■ TASK STATEMENT: Pick up the passage below on patient whiteboards for pain medication schedules and continue it from its last sentence.

■ SELECTED TEXT:
--
A common barrier mentioned by staff was the lack of markers and erasers on the whiteboards. This was addressed in the process maps, but I went on to personally place the items. The hospital is currently in the process of deciding on a secure holder for the boards to store and access the materials. Staff also complained that the usefulness of the new boards was compromised by glare and a confusing busy design. These barriers could have been avoided by enlisting end-user input and PDSA’s. This is a deep cultural change that needs CNL guidance.
An interesting consideration in this project was the RN’s assessment of patient capability to benefit. RN feedback pointed out that some patients feel reluctant to ask for pain relief outside of the written schedule. This may be addressed by educating them as to the goal of the whiteboard. Other patients may fixate on the schedule without relating it to their pain needs due to their cognitive issues, i.e. asking for the medications per interval when they have no pain, The RN as clinician must assess if this is the correct pain management mode for them. This must be weighed against benefit for the family and the rest of the team.
--
■ LISTED RECORDS:
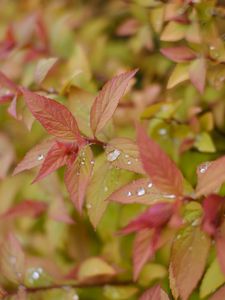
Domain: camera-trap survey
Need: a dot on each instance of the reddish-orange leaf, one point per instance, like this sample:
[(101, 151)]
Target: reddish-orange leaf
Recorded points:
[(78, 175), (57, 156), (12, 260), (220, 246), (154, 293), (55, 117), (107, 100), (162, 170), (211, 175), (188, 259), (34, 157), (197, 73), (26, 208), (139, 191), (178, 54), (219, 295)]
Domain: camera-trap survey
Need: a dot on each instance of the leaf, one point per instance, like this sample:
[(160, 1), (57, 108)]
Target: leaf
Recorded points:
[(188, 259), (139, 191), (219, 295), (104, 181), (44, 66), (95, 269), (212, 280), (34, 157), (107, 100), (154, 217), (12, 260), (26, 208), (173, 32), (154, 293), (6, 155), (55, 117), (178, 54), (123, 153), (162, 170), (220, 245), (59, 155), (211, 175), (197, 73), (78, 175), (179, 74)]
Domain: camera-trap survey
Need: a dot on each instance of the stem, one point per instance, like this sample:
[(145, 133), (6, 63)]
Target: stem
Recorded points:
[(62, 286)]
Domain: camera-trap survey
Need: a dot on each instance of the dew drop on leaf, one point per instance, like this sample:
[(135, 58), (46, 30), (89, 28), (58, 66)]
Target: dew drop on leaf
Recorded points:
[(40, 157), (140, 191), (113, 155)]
--
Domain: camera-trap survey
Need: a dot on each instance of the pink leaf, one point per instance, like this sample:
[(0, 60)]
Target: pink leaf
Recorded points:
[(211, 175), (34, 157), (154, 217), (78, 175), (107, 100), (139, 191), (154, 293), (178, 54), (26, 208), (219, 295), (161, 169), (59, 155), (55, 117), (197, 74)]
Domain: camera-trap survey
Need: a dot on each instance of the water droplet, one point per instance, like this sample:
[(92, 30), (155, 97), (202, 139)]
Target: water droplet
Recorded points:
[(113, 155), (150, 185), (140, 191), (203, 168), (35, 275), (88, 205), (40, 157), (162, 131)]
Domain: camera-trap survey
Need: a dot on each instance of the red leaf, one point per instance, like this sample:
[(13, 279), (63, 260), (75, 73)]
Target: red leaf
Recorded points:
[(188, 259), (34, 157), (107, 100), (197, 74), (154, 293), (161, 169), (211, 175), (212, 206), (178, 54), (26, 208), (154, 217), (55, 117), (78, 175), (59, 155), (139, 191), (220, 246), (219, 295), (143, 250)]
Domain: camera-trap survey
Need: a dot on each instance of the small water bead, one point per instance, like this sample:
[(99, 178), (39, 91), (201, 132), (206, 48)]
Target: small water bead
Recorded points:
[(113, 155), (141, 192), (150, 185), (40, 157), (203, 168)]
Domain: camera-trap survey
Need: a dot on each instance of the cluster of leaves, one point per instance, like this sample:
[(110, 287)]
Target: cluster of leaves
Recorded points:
--
■ OUTPUT FOR THIS EXERCISE:
The sustainability of any improvement project requires a commitment of the staff and management to its procedures and surveillance of its metrics. In this case, the microsystem culture does not yet embrace transformational leadership. The new intervention needs champions to promote value and implementation. Audits of whiteboard usage and accuracy can provide the data to create graphs showing progress. The new templated whiteboards have specific indicated areas, which are visual reminders. However, without frequent and timely personal prompts, the staff may just ignore the reminders as they are presently doing. A good time for champion influence would be at shift handoff, especially when done at the bedside where the patient can be involved with continuity of care. CNAs can be involved by being responsible for marker and eraser availability when they check vital signs.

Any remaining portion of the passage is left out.